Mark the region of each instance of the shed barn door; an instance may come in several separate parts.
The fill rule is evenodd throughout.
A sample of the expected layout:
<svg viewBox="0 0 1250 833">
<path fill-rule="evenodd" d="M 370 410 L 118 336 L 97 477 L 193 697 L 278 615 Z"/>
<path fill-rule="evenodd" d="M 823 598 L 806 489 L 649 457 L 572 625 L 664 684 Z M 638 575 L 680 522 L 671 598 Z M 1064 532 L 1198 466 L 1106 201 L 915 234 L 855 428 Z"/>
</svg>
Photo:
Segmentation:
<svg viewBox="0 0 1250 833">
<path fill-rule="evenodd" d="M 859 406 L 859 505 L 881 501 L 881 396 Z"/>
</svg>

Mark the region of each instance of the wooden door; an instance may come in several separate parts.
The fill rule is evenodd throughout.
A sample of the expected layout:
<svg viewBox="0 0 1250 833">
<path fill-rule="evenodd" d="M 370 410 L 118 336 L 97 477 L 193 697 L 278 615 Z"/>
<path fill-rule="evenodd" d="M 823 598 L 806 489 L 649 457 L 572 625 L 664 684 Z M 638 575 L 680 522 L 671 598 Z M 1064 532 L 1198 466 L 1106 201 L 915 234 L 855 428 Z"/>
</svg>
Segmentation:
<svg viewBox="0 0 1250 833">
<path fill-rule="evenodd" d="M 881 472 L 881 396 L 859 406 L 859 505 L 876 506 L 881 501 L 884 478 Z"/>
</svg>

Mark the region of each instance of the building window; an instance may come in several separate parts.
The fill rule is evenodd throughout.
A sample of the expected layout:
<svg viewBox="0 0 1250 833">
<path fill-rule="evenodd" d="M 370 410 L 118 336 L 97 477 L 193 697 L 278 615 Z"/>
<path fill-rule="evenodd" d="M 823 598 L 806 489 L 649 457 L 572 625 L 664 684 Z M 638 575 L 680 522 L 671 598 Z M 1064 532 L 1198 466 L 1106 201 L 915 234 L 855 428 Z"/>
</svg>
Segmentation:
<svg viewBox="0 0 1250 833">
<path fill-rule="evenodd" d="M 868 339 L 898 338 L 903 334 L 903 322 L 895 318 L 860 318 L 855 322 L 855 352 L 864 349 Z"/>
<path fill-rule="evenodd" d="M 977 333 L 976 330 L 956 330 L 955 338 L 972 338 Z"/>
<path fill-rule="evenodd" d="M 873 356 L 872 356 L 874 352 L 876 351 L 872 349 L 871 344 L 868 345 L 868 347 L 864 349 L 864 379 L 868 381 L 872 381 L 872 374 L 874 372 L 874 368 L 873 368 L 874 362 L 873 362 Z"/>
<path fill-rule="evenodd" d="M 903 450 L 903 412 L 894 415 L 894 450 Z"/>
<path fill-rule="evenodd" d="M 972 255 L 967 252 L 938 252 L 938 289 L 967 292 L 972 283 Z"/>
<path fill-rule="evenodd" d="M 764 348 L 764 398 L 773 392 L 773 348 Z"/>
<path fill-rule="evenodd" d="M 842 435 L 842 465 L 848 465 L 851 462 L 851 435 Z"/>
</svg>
================================
• Description of the task
Scan the material above for the string "door". Copy each line that holds it.

• Written response
Mark the region of each instance of the shed barn door; an instance may come in several separate parts.
Mark the region of each instance of the wooden door; an instance may come in several separate parts.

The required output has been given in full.